%%

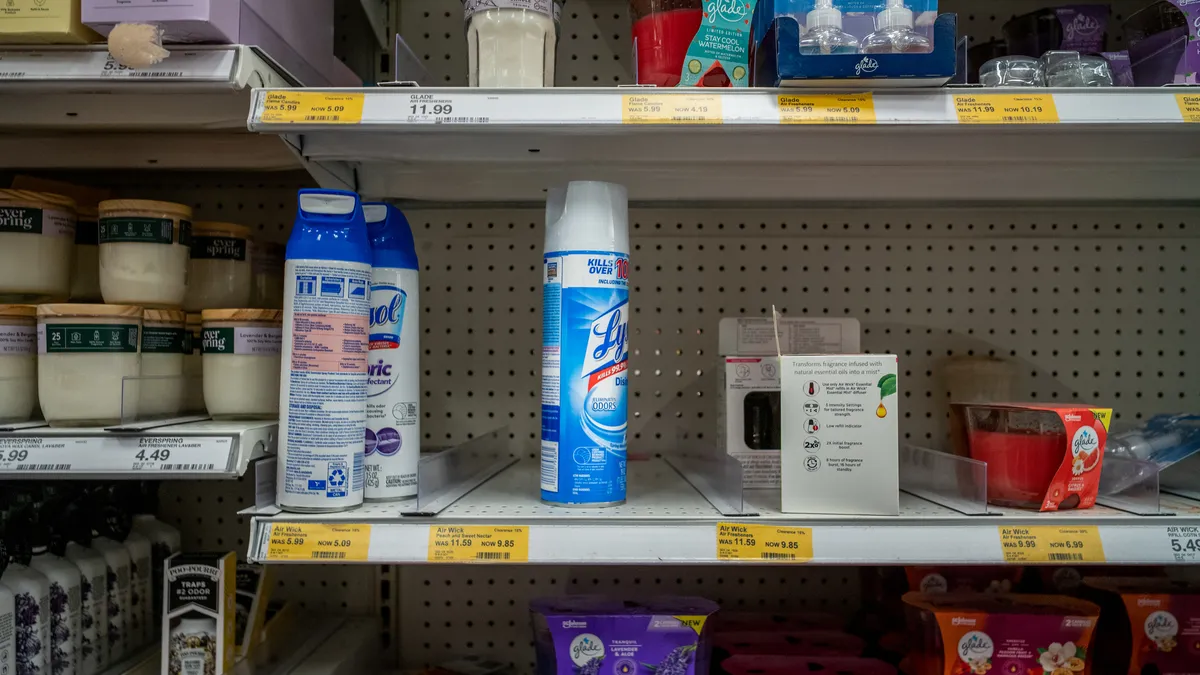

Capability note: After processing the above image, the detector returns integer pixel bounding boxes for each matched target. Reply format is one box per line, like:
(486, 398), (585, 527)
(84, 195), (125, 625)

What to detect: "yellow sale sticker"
(779, 91), (875, 124)
(1000, 525), (1104, 563)
(1175, 94), (1200, 123)
(716, 522), (812, 562)
(620, 94), (722, 124)
(427, 525), (529, 562)
(258, 89), (362, 124)
(266, 522), (371, 562)
(954, 94), (1058, 124)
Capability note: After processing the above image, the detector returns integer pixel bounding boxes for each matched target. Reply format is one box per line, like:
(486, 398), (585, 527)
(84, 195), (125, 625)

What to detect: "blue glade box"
(750, 5), (958, 89)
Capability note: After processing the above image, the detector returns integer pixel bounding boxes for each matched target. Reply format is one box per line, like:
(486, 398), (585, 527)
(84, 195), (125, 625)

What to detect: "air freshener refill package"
(161, 552), (238, 675)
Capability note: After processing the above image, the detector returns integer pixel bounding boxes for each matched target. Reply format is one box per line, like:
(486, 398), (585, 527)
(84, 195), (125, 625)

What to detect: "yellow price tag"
(428, 525), (529, 562)
(954, 94), (1058, 124)
(1000, 525), (1104, 563)
(1175, 94), (1200, 123)
(258, 89), (362, 124)
(620, 94), (724, 124)
(266, 522), (371, 562)
(716, 522), (812, 562)
(779, 91), (875, 124)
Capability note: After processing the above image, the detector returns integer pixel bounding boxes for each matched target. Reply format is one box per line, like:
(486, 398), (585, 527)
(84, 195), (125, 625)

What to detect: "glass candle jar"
(71, 207), (104, 303)
(0, 190), (76, 303)
(100, 199), (192, 309)
(138, 310), (187, 419)
(37, 305), (143, 426)
(0, 305), (37, 423)
(202, 309), (283, 419)
(184, 222), (254, 312)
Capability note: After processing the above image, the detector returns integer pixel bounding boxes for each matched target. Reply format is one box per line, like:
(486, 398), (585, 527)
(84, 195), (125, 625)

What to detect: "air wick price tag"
(1175, 94), (1200, 123)
(954, 94), (1058, 124)
(428, 525), (529, 562)
(779, 92), (875, 124)
(266, 522), (371, 562)
(620, 94), (724, 124)
(1000, 525), (1104, 563)
(265, 89), (362, 124)
(716, 522), (812, 562)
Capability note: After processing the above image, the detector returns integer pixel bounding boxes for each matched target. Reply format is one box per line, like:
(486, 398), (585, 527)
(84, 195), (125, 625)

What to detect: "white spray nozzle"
(875, 0), (913, 30)
(808, 0), (841, 30)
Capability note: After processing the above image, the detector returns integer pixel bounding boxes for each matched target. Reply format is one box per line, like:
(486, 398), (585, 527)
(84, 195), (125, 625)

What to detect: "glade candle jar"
(0, 190), (76, 303)
(98, 199), (192, 309)
(138, 310), (187, 419)
(202, 309), (283, 419)
(184, 222), (254, 312)
(37, 304), (143, 426)
(0, 305), (37, 423)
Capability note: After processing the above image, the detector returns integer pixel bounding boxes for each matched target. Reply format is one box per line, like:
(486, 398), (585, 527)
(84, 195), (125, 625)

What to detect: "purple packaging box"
(529, 596), (718, 675)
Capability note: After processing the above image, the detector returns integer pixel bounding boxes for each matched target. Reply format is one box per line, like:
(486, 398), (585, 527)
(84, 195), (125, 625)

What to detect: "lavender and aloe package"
(529, 596), (718, 675)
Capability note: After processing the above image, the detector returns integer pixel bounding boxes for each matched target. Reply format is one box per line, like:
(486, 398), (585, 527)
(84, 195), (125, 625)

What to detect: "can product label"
(541, 251), (629, 504)
(279, 261), (371, 510)
(364, 269), (421, 500)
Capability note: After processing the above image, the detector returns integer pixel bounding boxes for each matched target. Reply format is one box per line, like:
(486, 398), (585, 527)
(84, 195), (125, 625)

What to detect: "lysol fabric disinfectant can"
(541, 181), (630, 507)
(276, 190), (371, 512)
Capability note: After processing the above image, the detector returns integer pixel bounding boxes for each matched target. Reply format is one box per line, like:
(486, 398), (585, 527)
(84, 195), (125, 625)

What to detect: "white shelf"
(250, 88), (1200, 203)
(0, 44), (301, 169)
(242, 460), (1200, 565)
(0, 420), (278, 480)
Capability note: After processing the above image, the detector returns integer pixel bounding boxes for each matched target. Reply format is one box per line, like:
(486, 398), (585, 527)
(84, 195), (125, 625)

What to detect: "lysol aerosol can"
(275, 190), (371, 513)
(541, 181), (630, 507)
(362, 204), (421, 502)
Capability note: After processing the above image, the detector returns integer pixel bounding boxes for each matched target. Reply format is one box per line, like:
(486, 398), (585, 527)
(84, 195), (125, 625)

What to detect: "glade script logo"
(571, 633), (604, 667)
(1145, 611), (1180, 640)
(854, 56), (880, 74)
(1070, 426), (1100, 456)
(582, 303), (629, 377)
(959, 631), (996, 662)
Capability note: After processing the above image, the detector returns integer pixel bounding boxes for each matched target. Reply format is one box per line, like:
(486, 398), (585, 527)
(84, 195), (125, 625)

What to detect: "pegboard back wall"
(408, 208), (1200, 452)
(392, 0), (1150, 86)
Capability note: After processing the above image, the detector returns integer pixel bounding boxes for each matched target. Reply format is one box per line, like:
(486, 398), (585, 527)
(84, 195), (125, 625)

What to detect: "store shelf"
(0, 44), (301, 169)
(244, 460), (1200, 565)
(0, 420), (278, 480)
(250, 88), (1200, 203)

%%

> **Problem requirements**:
Starting at the beginning of the data and ending at the line that contains "(161, 552), (238, 675)", swap "detector" for "locator" and leave everything else unchanged. Leave the pictures out of your answer.

> **Answer below**:
Capability note: After processing the above image, the locator returns integer pixel bounding boxes for each matched target. Reply format is one box per line, like:
(486, 398), (585, 527)
(84, 195), (125, 625)

What to detect: "yellow sale sticker"
(779, 91), (875, 124)
(1000, 525), (1104, 563)
(1175, 94), (1200, 123)
(716, 522), (812, 562)
(620, 94), (722, 124)
(427, 525), (529, 562)
(258, 89), (362, 124)
(266, 522), (371, 562)
(954, 94), (1058, 124)
Capability note: After processing the above image, the locator returns integer pixel bounding boxes for each matched target. Reply format is one box per line, like:
(486, 398), (585, 527)
(84, 195), (125, 625)

What to detect: "blue glade box"
(750, 5), (958, 89)
Capability note: After processing the above image, the locator returns integer pixel bounding boxes for each matched target. Reply format is one box per line, like:
(486, 398), (585, 527)
(84, 195), (125, 625)

What to detect: "air freshener refill package"
(161, 552), (238, 675)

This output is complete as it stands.